Extend the column below about the "science versus emotion" charge, starting right after its final sentence.

TEXT SEGMENT =
==========

By Donella Meadows
–May 1, 1997–
OK, that’s it.
I’ve heard that “science versus emotion” taunt just once too often.
Nuclear power proponents toss it out like a grenade to silence people who are “irrationally” worried about radioactivity. This is an industry whose wastes will be deadly for thousands of years after the last “scientific” spokesman accuses the last worried citizen of unjustified “emotion.”
Food industry leaders have long accused us of hysteria when we object to additives and pesticides in our suppers. They’re right, of course. Not wanting to eat poisonous chemicals IS an emotional thing. One can get quite worked up about it.
The chemical industry is now aiming its “emotion” charge at Theo Colborn, who crusades against chemicals that masquerade as hormones. She exaggerates, they say. She lets her emotions distort the science, they say, as they sweep off the table the hundreds of scientific papers she has collected to make her case.

==========

Extracted data entries
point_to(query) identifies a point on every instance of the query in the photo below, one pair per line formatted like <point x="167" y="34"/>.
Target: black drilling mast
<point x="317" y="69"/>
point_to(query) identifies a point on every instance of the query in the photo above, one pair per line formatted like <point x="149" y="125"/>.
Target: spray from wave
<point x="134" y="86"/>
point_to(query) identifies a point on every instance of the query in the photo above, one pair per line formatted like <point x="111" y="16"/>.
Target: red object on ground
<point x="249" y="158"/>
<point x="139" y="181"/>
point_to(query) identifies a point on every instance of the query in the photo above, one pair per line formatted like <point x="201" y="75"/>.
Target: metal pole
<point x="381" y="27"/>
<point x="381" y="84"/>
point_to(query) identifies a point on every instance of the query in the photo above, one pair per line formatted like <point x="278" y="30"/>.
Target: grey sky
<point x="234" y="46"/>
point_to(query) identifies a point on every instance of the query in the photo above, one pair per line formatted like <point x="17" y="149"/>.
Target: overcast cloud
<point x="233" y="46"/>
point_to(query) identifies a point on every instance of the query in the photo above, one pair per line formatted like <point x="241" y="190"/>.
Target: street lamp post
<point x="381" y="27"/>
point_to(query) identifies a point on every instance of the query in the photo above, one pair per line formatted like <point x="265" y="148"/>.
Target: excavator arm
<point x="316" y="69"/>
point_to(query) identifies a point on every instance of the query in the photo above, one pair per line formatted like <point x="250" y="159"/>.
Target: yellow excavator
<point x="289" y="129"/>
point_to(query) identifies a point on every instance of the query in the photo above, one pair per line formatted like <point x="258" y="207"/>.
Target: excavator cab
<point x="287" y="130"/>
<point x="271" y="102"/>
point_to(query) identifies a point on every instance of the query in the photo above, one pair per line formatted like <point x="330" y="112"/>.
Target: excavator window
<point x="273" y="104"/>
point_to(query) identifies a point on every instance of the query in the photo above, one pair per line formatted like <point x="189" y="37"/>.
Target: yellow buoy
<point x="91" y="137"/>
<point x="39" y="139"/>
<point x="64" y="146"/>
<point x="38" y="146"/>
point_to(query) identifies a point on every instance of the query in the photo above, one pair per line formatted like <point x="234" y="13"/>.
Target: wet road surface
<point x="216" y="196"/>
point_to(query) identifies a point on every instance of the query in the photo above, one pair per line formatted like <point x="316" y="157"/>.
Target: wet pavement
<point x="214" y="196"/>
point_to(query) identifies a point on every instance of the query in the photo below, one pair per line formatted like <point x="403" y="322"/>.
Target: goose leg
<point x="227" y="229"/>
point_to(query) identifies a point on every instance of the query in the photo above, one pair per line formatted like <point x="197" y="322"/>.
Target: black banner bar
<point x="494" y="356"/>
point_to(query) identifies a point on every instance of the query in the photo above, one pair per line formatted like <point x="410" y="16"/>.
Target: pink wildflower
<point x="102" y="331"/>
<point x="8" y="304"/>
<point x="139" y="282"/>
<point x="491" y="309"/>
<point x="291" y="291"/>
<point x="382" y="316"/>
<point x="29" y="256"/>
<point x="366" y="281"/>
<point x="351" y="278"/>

==========

FINAL ANSWER =
The straw that has broken my patience is the recent testimony of foresters from the Champion International logging company, fighting a proposed Vermont law to ban aerial spraying with herbicides. “We are not a bunch of crackpots out making uninformed decisions,” said Donald Tase, Champion’s district manager. Said forester Stephen Richardson, “I am pleading with you to listen to science … and not get caught up in emotion.”
Shortly after Champion claimed science for its side, I listened to a panel of three biologists and a toxicologist discuss herbicide spraying. They concluded that science does not know what the effects will be. No one knows exactly what herbicides do to breeding places, food supplies or population balances of the creatures that live in the forest. We don’t know how chemicals that drift or run off into streams will affect aquatic life. We don’t know what will happen to soil microbes. Probably, the panel said, these ecosystem impacts will be of greater concern than toxicity to humans — but that’s a guess.
They did list some certainties. The clearcuts that precede herbicide spraying definitely cause huge losses of soil nutrients. Those nutrients wash into and affect life in waterways, already disrupted because clearcuts change runoff patterns. There is no doubt that wiping out all plants disrupts populations of forest animals. And we know that some of the chemicals mixed with herbicides to make them more soluble, more sticky, or more stable, are actually more toxic to animals, including humans, than the herbicides themselves.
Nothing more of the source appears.